▸ **Text for analysis**
^^^^

It’s hard to talk about being healthy and eating correctly without making people want to roll their eyes all the way back in their head and eat a fat hamburger on a glazed donut bun. Believe me, I know. My mother had cancer when I was two, and after surviving it, she became a certified health nut. As you can imagine, I heard all about eating healthy, drinking water, taking herbal supplements and of course, the endless verbal assaults at every mainstream medicine commercial to ever air on television.
My rebuttal? What’s the point of living life if I have to cut out the things I enjoy most: food.
Funny thing is, we all grow up eventually and our priorities shift. One morning, I woke up tired of feeling tired of how I felt. I’m 25, average height, average weight, but yet, I can guarantee there are people who are 60 who feel better, more energetic, healthier i.e. happier than I do. And that is not okay. I should–and could–easily be in just as good of shape as I was in high school or college or before kids. So, I decided to take back my body by taking control of two things: my mind and what I put into my body.

^^^^

▸ **Image point grounding data**
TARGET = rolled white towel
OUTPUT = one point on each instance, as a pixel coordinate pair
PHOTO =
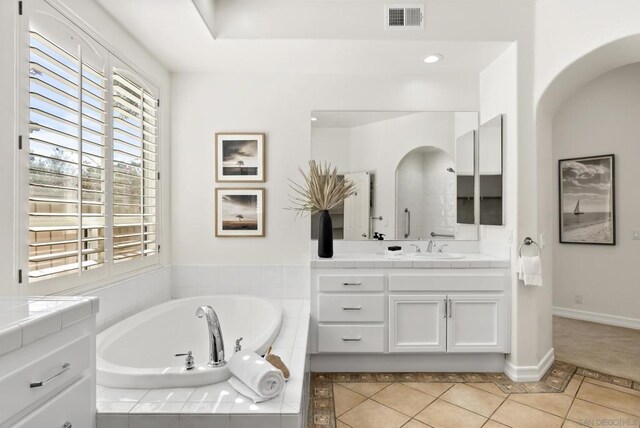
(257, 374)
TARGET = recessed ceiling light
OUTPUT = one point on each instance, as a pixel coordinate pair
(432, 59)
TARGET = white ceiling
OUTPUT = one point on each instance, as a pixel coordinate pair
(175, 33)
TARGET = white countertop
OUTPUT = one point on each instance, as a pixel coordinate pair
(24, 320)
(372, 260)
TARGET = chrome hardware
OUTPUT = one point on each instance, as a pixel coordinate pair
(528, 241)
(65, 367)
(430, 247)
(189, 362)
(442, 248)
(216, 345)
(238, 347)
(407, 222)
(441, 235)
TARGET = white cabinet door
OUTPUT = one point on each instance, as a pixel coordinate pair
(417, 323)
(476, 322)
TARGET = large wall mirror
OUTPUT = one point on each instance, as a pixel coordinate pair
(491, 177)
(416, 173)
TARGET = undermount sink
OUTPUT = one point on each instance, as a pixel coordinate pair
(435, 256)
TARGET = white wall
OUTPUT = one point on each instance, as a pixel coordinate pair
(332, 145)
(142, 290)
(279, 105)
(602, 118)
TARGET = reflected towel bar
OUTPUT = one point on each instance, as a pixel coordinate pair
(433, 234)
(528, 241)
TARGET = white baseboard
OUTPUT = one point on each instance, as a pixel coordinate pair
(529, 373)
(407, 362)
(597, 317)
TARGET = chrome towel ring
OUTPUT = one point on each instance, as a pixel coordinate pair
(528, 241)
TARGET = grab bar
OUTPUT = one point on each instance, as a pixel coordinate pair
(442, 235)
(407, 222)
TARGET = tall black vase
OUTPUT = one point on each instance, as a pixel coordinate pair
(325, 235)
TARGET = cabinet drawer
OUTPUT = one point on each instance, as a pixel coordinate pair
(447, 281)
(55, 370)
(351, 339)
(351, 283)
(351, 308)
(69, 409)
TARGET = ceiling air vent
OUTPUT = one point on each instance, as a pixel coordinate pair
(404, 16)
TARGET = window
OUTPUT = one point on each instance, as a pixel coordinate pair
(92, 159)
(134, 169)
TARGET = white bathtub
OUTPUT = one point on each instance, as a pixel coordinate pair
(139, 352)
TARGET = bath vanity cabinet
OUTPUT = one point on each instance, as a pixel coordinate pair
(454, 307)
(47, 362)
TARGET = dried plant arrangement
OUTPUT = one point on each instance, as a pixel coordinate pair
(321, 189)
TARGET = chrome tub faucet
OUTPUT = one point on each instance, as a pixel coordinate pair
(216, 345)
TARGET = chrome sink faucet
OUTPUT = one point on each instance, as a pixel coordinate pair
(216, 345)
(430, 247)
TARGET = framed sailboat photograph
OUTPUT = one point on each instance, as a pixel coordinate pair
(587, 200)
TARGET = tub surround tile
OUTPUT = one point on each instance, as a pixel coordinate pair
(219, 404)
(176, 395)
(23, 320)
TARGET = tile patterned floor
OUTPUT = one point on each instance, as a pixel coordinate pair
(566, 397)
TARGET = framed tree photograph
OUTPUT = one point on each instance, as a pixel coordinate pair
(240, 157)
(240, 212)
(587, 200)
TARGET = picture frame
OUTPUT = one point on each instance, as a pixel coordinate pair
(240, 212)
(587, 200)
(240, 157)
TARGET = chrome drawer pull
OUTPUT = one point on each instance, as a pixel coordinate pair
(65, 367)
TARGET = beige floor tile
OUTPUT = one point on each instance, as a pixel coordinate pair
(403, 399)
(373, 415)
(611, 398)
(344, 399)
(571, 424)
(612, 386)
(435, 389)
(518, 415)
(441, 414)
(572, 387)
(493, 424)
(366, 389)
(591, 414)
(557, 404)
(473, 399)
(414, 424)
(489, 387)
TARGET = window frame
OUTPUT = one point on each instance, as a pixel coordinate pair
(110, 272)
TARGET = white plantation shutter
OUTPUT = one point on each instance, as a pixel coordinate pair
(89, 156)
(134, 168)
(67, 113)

^^^^

▸ **Assignment**
Please translate this sentence from the text on healthy eating into Spanish: "Funny thing is, we all grow up eventually and our priorities shift."

▸ **Your response**
Lo curioso es que todos crecemos tarde o temprano y nuestras prioridades cambian.